> [Problem requirements] Set down the records once more, please, exactly and with the pictures left out.

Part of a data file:
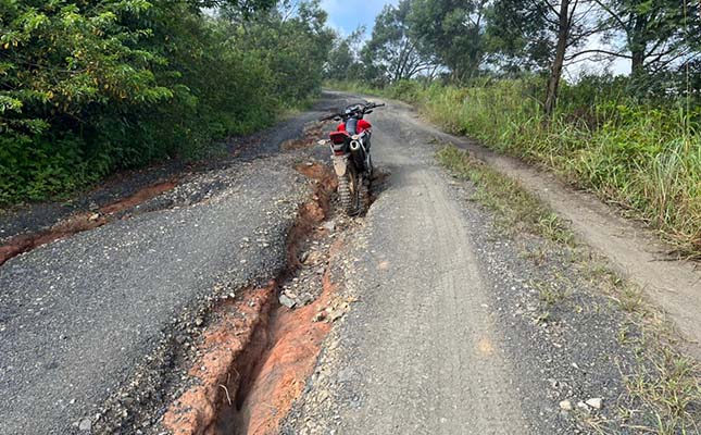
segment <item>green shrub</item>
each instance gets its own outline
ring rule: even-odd
[[[375,92],[415,102],[451,133],[556,172],[701,258],[701,109],[627,97],[626,86],[610,77],[565,84],[548,122],[538,77],[465,87],[402,83]]]

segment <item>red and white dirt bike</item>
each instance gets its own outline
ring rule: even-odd
[[[321,120],[341,121],[329,137],[334,171],[338,177],[338,196],[348,215],[362,214],[370,207],[370,184],[373,176],[370,139],[373,126],[363,117],[383,105],[385,104],[374,102],[351,104],[342,112]]]

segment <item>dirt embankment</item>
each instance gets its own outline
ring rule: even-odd
[[[330,199],[337,182],[320,164],[297,170],[316,188],[290,229],[288,268],[265,287],[249,289],[216,310],[199,347],[202,357],[189,371],[196,385],[163,418],[165,428],[175,434],[274,433],[313,371],[339,309],[331,282],[339,239],[330,243],[333,229],[321,226],[333,212]],[[315,298],[296,309],[278,303],[281,291],[289,291],[292,283],[297,286],[311,264],[306,258],[311,246],[328,246],[318,254],[325,258],[314,265],[323,264],[321,279],[311,279],[320,287],[310,290],[316,293]]]
[[[127,198],[114,201],[96,211],[73,215],[59,222],[49,229],[13,237],[3,246],[0,246],[0,265],[4,264],[11,258],[28,252],[41,245],[50,244],[74,234],[102,226],[114,219],[117,219],[120,213],[146,202],[149,199],[155,198],[157,196],[173,189],[176,185],[177,183],[175,181],[168,181],[147,186]]]

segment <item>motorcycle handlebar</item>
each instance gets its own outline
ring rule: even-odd
[[[384,102],[379,103],[379,104],[376,103],[376,102],[371,102],[371,103],[367,103],[367,104],[363,105],[362,112],[364,114],[365,111],[367,111],[367,110],[375,109],[375,108],[383,108],[385,105],[386,104]],[[334,113],[334,114],[330,114],[328,116],[324,116],[318,121],[330,121],[330,120],[335,120],[337,117],[343,117],[343,115],[345,115],[345,113]]]

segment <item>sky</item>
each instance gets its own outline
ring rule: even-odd
[[[322,0],[322,8],[328,12],[328,25],[343,36],[358,26],[364,25],[366,37],[373,30],[375,17],[385,4],[397,4],[399,0]]]
[[[368,39],[373,32],[375,17],[386,4],[397,4],[399,0],[322,0],[322,8],[328,12],[328,26],[337,30],[341,36],[348,36],[360,25],[365,26],[363,39]],[[589,41],[586,48],[601,48],[602,45],[596,40]],[[629,62],[617,60],[612,64],[608,62],[586,61],[569,65],[565,69],[565,75],[574,78],[584,71],[602,72],[605,67],[614,74],[627,74]]]

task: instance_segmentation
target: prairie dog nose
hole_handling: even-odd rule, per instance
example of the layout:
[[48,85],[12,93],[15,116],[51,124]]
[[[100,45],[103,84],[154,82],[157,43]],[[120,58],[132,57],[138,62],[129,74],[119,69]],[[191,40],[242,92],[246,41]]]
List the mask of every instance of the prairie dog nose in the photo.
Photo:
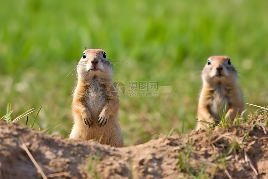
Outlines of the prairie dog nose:
[[220,66],[217,68],[217,70],[219,72],[220,72],[223,69],[223,67]]
[[91,61],[91,63],[93,65],[94,65],[98,63],[98,62],[99,61],[98,60],[96,59],[96,58],[94,58],[93,60]]

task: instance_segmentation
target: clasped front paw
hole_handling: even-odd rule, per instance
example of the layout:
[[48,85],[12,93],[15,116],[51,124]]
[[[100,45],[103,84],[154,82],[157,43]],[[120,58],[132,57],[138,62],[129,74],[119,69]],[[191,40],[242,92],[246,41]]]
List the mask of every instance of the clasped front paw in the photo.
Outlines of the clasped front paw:
[[106,125],[108,118],[106,117],[101,112],[99,115],[97,123],[98,123],[98,126],[103,126]]
[[84,122],[85,123],[85,124],[88,126],[89,127],[92,127],[93,125],[93,121],[92,119],[90,117],[83,118],[83,119],[84,121]]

> [Answer for this exercise]
segment <item>green shrub</item>
each instance gets its own outline
ring rule: even-odd
[[[375,92],[415,102],[451,133],[556,172],[701,258],[701,109],[627,97],[626,86],[610,77],[565,84],[548,122],[538,77],[465,87],[402,83]]]

segment <item>red and white dirt bike</item>
each instance gets its own outline
ring rule: even-odd
[[[321,120],[341,121],[329,137],[334,171],[338,177],[338,196],[348,215],[362,214],[370,207],[370,184],[373,176],[370,139],[373,126],[363,117],[383,105],[385,104],[374,102],[351,104],[342,112]]]

segment <item>dirt embankment</item>
each instance gets its own outline
ring rule: even-odd
[[[330,199],[337,182],[320,164],[297,170],[316,188],[290,229],[288,268],[265,287],[249,289],[216,310],[199,347],[202,357],[189,371],[196,385],[163,418],[165,428],[175,434],[274,433],[313,371],[339,309],[331,282],[339,239],[330,243],[333,229],[321,226],[333,212]],[[315,298],[296,309],[278,303],[281,291],[289,291],[292,283],[297,286],[311,264],[306,258],[311,246],[328,246],[318,254],[325,258],[314,265],[323,264],[321,279],[311,279],[320,287],[310,290],[316,293]]]
[[[127,198],[114,201],[96,211],[73,215],[59,222],[49,229],[13,237],[3,246],[0,246],[0,265],[4,264],[11,258],[28,252],[41,245],[50,244],[74,234],[102,226],[114,219],[117,219],[120,213],[146,202],[149,199],[155,198],[157,196],[173,189],[176,185],[177,183],[175,181],[168,181],[147,186]]]

segment <item>motorcycle handlebar</item>
each instance gets its own outline
ring rule: even-odd
[[[384,102],[379,103],[379,104],[376,103],[376,102],[371,102],[371,103],[367,103],[367,104],[363,105],[362,112],[364,114],[365,111],[367,111],[367,110],[375,109],[375,108],[383,108],[385,105],[386,104]],[[334,113],[334,114],[330,114],[328,116],[324,116],[318,121],[330,121],[330,120],[335,120],[337,117],[343,117],[343,115],[345,115],[345,113]]]

segment <item>sky</item>
each instance gets its own outline
ring rule: even-odd
[[[322,0],[322,8],[328,12],[328,25],[343,36],[358,26],[364,25],[366,37],[373,30],[375,17],[385,4],[397,4],[399,0]]]
[[[368,39],[373,32],[375,17],[386,4],[397,4],[399,0],[322,0],[322,8],[328,12],[328,26],[337,30],[341,36],[348,36],[360,25],[365,26],[363,39]],[[589,41],[586,48],[601,48],[602,45],[596,40]],[[629,62],[617,60],[612,64],[608,62],[586,61],[569,65],[565,69],[565,75],[574,78],[584,71],[602,72],[605,67],[614,74],[627,74]]]

task: instance_segmentation
target: prairie dog nose
hole_handling: even-odd rule, per instance
example of the layout:
[[48,85],[12,93],[15,116],[51,124]]
[[[100,45],[103,84],[154,82],[157,43]],[[120,58],[132,57],[138,62],[129,74],[119,69]],[[191,40],[242,92],[246,41]]]
List the mask of every instance of the prairie dog nose in the photo.
Photo:
Outlines of the prairie dog nose:
[[220,66],[217,68],[217,70],[219,72],[220,72],[223,69],[223,67]]
[[91,61],[91,63],[93,65],[94,65],[98,63],[98,62],[99,61],[98,60],[96,59],[96,58],[94,58],[93,60]]

task: instance_segmentation
target: clasped front paw
hole_handling: even-odd rule, per instance
example of the layout:
[[48,85],[12,93],[15,116],[51,124]]
[[[100,45],[103,84],[154,82],[157,43]],[[120,58],[132,57],[138,62],[129,74],[119,69]],[[191,40],[242,92],[246,41]]]
List the mask of every instance of the clasped front paw in the photo.
Outlines of the clasped front paw:
[[106,125],[108,118],[106,117],[101,112],[99,115],[97,123],[98,123],[98,126],[103,126]]
[[84,122],[85,123],[85,124],[88,126],[89,127],[92,127],[93,125],[93,121],[92,119],[90,117],[83,118],[83,119],[84,121]]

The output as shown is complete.